Entries:
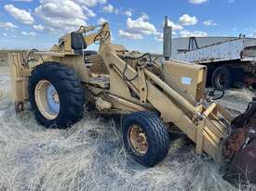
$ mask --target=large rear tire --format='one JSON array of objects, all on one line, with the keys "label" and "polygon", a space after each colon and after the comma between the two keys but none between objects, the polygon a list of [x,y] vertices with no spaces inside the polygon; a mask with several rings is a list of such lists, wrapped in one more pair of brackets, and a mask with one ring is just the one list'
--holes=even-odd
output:
[{"label": "large rear tire", "polygon": [[84,89],[74,72],[57,62],[35,68],[29,79],[29,96],[37,121],[47,127],[67,128],[81,117]]},{"label": "large rear tire", "polygon": [[127,115],[123,120],[123,140],[128,152],[141,165],[161,162],[169,149],[169,137],[162,121],[153,112]]}]

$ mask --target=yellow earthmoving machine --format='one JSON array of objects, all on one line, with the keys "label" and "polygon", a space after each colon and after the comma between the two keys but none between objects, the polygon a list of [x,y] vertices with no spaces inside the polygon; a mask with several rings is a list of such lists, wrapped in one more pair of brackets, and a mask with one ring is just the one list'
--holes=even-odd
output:
[{"label": "yellow earthmoving machine", "polygon": [[[196,153],[230,161],[228,175],[256,181],[256,102],[238,118],[206,94],[205,66],[169,59],[171,28],[164,28],[164,61],[111,42],[108,23],[82,26],[50,51],[8,55],[17,110],[30,102],[46,127],[67,128],[85,109],[122,114],[124,146],[142,165],[160,163],[178,129]],[[88,46],[99,45],[99,51]],[[216,97],[215,97],[216,98]],[[170,134],[171,136],[171,134]],[[241,157],[242,156],[242,157]]]}]

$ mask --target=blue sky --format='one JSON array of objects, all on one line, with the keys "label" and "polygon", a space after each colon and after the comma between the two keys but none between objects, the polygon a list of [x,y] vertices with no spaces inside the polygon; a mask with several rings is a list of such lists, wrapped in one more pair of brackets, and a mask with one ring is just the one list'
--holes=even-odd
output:
[{"label": "blue sky", "polygon": [[255,0],[0,0],[0,47],[47,49],[79,25],[110,22],[114,43],[161,52],[165,15],[174,37],[256,37]]}]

Task directions:
Can you retype every line above exactly, omitting the pictures?

Task result:
$ mask --target=large rear tire --format='one JSON array of objects, all on one line, with the keys "label" and "polygon", a space after each colon and after the comma between the two keys but none between objects, the polygon a list of [x,y] vertices with no spaces inside the polygon; a mask with several rings is a list of such lists, wrapped in one more pair of brackets, and a mask with one ring is just the one list'
--holes=even-odd
output:
[{"label": "large rear tire", "polygon": [[84,89],[74,72],[57,62],[35,68],[29,79],[29,96],[37,121],[47,127],[67,128],[81,117]]},{"label": "large rear tire", "polygon": [[127,115],[123,120],[123,140],[128,152],[141,165],[161,162],[169,149],[169,137],[162,121],[153,112]]}]

$ mask --target=yellow earthmoving machine --format='one JSON array of objects, all on one line, with the keys "label" and "polygon", a space after each colon and after the comma between the two keys but none between objects, the polygon a list of [x,y] vertices with no spaces inside the polygon; a mask with several rings is a list of such lists, wrapped in one more pair of brackets, and a mask with one ring is just the one list'
--holes=even-odd
output:
[{"label": "yellow earthmoving machine", "polygon": [[[196,153],[230,161],[228,175],[256,181],[256,102],[238,118],[206,94],[205,66],[169,59],[171,28],[164,28],[164,61],[111,42],[108,23],[82,26],[50,51],[8,55],[17,110],[30,102],[46,127],[67,128],[85,109],[122,114],[124,146],[142,165],[160,163],[178,129]],[[88,46],[99,45],[99,51]],[[216,97],[215,97],[216,98]],[[170,134],[171,136],[171,134]],[[241,157],[242,156],[242,157]]]}]

$ mask --target=blue sky --format='one JSON array of objects, all on one line, with the keys "label" and "polygon", a space after each colon and after the comma between the two keys but none between objects, the polygon a list of [x,y] vertices with no spaces inside the polygon; a mask with several rings is a list of such lists, wrapped in one more pair of brackets, and a mask with one ring is just the one list'
--holes=even-odd
output:
[{"label": "blue sky", "polygon": [[255,0],[0,0],[0,47],[47,49],[79,25],[110,22],[114,43],[161,52],[165,15],[174,37],[256,37]]}]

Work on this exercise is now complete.